───── Given information ─────
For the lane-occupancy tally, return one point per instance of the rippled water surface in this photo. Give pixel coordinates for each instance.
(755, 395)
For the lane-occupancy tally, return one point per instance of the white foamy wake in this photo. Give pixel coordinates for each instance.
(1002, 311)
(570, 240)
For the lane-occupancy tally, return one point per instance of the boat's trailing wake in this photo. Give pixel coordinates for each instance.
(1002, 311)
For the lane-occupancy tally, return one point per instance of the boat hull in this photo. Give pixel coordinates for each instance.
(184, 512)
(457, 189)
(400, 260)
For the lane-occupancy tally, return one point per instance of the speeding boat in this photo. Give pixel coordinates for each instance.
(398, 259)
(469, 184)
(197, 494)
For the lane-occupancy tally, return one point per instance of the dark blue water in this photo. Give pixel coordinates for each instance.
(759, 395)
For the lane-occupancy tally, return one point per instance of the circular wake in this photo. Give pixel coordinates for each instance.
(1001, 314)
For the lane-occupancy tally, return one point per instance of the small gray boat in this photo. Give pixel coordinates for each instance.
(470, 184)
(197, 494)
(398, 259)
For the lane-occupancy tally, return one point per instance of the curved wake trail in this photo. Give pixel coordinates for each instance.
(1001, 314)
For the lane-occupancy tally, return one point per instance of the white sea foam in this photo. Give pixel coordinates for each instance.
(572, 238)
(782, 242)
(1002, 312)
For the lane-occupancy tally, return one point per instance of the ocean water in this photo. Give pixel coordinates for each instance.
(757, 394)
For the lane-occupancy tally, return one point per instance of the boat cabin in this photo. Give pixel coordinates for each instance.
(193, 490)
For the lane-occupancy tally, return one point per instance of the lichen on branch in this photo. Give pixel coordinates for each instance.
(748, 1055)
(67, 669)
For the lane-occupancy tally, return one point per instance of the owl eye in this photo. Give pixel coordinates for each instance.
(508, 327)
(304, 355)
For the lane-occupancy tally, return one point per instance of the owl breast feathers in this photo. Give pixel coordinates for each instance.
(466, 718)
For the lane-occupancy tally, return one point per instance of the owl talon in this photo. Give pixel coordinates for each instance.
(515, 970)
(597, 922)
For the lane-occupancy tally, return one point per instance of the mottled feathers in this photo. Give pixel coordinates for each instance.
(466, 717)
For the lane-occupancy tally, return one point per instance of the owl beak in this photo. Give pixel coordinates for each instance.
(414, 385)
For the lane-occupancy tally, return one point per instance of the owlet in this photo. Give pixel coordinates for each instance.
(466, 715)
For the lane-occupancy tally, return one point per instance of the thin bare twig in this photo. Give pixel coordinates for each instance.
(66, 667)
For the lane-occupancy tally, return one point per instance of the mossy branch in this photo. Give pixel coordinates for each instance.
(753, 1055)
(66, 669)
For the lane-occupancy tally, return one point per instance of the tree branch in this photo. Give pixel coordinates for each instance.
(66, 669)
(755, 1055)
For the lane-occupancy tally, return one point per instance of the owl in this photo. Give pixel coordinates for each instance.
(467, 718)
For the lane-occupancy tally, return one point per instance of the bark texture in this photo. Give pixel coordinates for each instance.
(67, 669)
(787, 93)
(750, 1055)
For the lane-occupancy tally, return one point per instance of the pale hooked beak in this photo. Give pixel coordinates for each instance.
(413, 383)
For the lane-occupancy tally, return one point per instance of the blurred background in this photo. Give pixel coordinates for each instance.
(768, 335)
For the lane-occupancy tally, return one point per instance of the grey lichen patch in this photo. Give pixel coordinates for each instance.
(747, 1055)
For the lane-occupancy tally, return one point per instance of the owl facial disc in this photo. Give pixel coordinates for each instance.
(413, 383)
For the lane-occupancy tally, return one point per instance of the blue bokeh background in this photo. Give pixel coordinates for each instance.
─────
### Exercise prompt
Each line above must be reproduced exactly.

### Solution below
For the lane-occupancy tally, return one point per instance of the rippled water surface in this photo. Give pixel coordinates for each instance.
(755, 395)
For the lane-occupancy tally, return one point per instance of the white foamy wake in this photo. Give pixel coordinates for each instance.
(1002, 311)
(570, 240)
For the lane-occupancy tally, return one point per instance of the boat's trailing wake in this photo. Give pixel coordinates for each instance.
(1002, 311)
For the lane-occupancy tally, return one point per instance of the boat hull in this photo. Give pixel coordinates for each instance.
(184, 512)
(457, 189)
(400, 260)
For the lane-occupancy tally, return one point per instance of the speeding boat in this photo. Give pixel coordinates for each instance.
(398, 259)
(469, 184)
(197, 494)
For the lane-occupancy tally, return one point per instance of the dark blue water in this photo. Give pixel coordinates for each instance.
(759, 395)
For the lane-occupancy tally, return one point per instance of the circular wake in this photo. Give pixel coordinates for each instance.
(1001, 314)
For the lane-occupancy tally, return one point per instance of the small gray boat in this photo. Give pixel coordinates for each instance.
(470, 184)
(197, 494)
(398, 259)
For the lane-occupancy tally, return one point per instance of the curved wake trail in this photo. Give pixel coordinates for each instance.
(1001, 314)
For the lane-occupancy tally, return one point per instance of the white sea foam in this photo. Give pixel coordinates for each instance.
(572, 238)
(782, 242)
(1002, 312)
For the lane-occupancy tally, return one point per instance of the ocean water in this photo. Give pixel coordinates for each instance.
(757, 394)
For the lane-occupancy tally, return one point per instance of the boat cabin in this photo. Give pixel coordinates for each instance.
(193, 490)
For the lane-occupancy tally, return one point per instance of the lichen on branch in this photo. Give pixel coordinates for each instance.
(748, 1055)
(67, 669)
For the lane-occupancy tally, return one point per instance of the owl eye in this photo. Give pixel coordinates for each instance.
(508, 327)
(304, 355)
For the lane-occupancy tally, return one point per instance of the owl breast feathers in this photo. Give pixel coordinates for each instance.
(466, 718)
For the lane-occupancy tally, return one point per instance of the owl talon in this photo. Give pixel coordinates for each instance.
(515, 970)
(597, 922)
For the lane-occupancy tally, return one point per instance of the mottled feathers in this photo. Give pixel coordinates for each instance.
(466, 717)
For the lane-occupancy tally, return one point per instance of the owl beak in this photo. Give pixel coordinates for each instance.
(414, 385)
For the lane-occupancy tally, return one point per instance of the owlet in this photo. Give pixel coordinates for each instance.
(466, 715)
For the lane-occupancy tally, return one point per instance of the thin bare twig in this photo. Give pixel coordinates for each instance.
(66, 667)
For the lane-occupancy tally, return one point per instance of the mossy branch in this photo. Give pixel coordinates for each instance.
(753, 1055)
(66, 669)
For the lane-occupancy tally, return one point per instance of the tree branch in this photo. Give pixel coordinates for each instance.
(66, 669)
(755, 1055)
For the lane-occupancy tally, return one point per instance of the owl in this photo. Give pixel coordinates for each instance.
(467, 718)
For the lane-occupancy tally, return one point per instance of the bark texture in this photo. Give pixel coordinates for each instance.
(67, 669)
(787, 93)
(750, 1055)
For the lane-occupancy tally, return one point per instance of the pale hooked beak in this photo. Give pixel coordinates for each instance.
(413, 383)
For the lane-occupancy tally, return one point per instance of the blurred background in this photo. Give pixel coordinates for each instance.
(768, 335)
For the lane-occupancy tally, return one point per instance of the grey lichen patch in this photo. Give pixel coordinates for each instance.
(747, 1055)
For the lane-occupancy tally, return one point per instance of the owl facial disc in this photo. Give pixel coordinates for each instance.
(413, 383)
For the lane-occupancy tally, return one point per instance of the blue bokeh background in this photo. Give pixel coordinates for each instance.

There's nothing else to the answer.